EXERCISE DIRECTIONS => Return every line of the following material that contains the word "below". Uppercase and lowercase letters are distinct, so only matches in the same case count.

EXTRACTED ENTRIES =>
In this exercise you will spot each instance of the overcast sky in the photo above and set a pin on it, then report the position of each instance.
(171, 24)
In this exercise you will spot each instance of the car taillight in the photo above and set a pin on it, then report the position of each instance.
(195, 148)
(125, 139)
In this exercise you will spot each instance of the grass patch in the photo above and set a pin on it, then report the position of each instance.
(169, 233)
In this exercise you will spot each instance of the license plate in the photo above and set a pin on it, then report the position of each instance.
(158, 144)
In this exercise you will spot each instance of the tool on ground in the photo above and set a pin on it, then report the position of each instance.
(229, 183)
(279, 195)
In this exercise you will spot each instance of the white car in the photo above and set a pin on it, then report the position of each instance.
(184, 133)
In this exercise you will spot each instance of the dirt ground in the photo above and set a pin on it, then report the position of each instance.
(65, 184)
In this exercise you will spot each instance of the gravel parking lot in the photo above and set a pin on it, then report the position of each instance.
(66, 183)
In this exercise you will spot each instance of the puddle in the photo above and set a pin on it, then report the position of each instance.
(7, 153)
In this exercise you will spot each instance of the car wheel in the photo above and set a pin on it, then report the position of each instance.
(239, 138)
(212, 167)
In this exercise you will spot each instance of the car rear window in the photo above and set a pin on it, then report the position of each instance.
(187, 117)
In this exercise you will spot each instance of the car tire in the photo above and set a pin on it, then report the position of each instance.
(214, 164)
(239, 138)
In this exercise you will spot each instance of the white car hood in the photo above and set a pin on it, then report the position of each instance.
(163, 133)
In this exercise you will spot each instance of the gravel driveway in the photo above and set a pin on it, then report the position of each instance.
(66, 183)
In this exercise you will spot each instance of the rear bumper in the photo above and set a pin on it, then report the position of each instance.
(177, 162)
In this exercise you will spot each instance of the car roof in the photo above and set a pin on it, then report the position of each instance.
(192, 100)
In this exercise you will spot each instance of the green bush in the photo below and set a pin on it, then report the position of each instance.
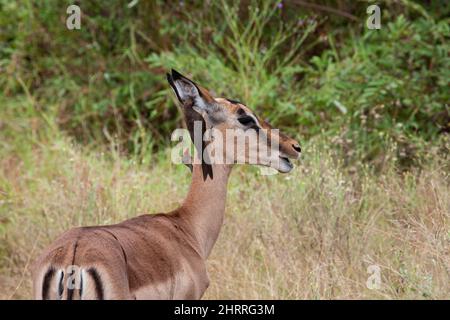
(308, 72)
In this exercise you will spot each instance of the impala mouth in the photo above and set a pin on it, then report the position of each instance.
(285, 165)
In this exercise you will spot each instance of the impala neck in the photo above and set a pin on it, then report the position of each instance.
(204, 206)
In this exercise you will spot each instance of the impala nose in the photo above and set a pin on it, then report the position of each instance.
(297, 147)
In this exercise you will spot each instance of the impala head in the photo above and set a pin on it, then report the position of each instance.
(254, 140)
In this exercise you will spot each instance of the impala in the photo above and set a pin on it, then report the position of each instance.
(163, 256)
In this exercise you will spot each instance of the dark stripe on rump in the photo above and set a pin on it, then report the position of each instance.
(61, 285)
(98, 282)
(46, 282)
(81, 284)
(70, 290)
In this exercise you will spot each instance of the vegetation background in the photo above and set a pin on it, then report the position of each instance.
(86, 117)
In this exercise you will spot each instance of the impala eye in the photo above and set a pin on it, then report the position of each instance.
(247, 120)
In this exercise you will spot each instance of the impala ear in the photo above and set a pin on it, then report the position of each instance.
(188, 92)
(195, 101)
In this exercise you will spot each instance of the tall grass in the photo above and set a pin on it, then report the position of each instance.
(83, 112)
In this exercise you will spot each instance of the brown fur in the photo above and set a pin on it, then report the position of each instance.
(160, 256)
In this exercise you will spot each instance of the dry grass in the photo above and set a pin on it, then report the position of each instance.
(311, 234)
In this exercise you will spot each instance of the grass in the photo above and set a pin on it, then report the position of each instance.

* * *

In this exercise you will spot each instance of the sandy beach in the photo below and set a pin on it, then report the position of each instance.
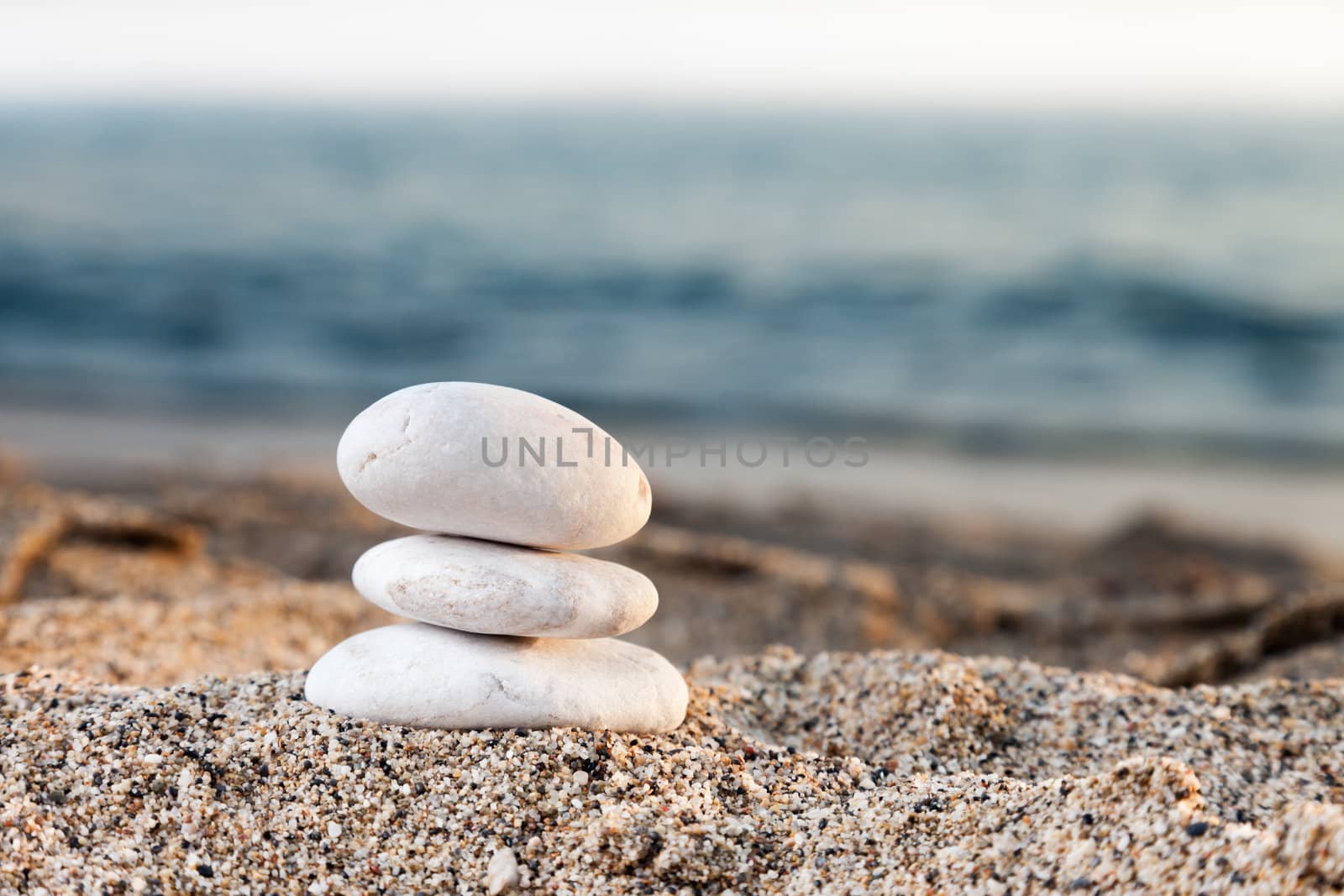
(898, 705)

SOLUTION =>
In this exercise you will spot each instance of the green bush in the photo below and set a pin on it, then report the position of each instance.
In this exercise you will spot each instance of the sandy beach in the photo below and set a pin on it, then report the position of each instance.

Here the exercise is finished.